| Extract |
* begin *

SECURITIES AND EXCHANGE COMMISSION

Washington, D.C. 20549

 

FORM 8-K

 

CURRENT REPORT

Pursuant to Section 13 or 15(d) of the

Securities Exchange Act of 1934

 

Date of Report (Date of earliest event reported)

May 6, 2026

 

STURM, RUGER & COMPANY, INC.

(Exact Name of Registrant as Specified in its Charter)

 

Delaware

(State or Other Jurisdiction of Incorporation)

001-10435

(Commission File Number)

06-0633559

(IRS Employer Identification Number)

 

One Lacey Place, Southport, Connecticut 06890
(Address of Principal Executive Offices) (Zip Code)

 

(203) 259-7843

Registrant’s telephone number, including area code

 

N/A

(Former name or former address, if changed since last report)

 

Check the appropriate box below if the Form 8-K filing is intended to simultaneously satisfy the filing obligation of the registrant under any of the following provisions (see General Instruction A.2. below):

Written communications pursuant to Rule 425 under the Securities Act (17 CFR 230.425)

* end *

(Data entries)
* begin *

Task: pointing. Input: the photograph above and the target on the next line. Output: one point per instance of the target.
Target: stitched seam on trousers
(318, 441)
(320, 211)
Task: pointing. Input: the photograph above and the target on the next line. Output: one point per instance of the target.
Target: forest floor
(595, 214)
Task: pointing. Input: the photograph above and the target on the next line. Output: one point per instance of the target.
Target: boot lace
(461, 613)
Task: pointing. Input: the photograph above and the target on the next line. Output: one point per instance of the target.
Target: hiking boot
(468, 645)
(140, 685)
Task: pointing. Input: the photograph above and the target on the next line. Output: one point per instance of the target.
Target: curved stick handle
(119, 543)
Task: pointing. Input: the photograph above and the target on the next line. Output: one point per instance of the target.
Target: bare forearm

* end *

| Short exercise |
From the Form 8-K cover page, list each piece of registrant information filled in, from the company name through the former-name line, together with the caption that identifies it.

| Correct result |
- STURM, RUGER & COMPANY, INC.: Exact Name of Registrant as Specified in its Charter
- Delaware: State or Other Jurisdiction of Incorporation
- 001-10435: Commission File Number
- 06-0633559: IRS Employer Identification Number
- One Lacey Place, Southport, Connecticut 06890: Address of Principal Executive Offices (Zip Code)
- (203) 259-7843: Registrant's telephone number, including area code
- N/A: Former name or former address, if changed since last report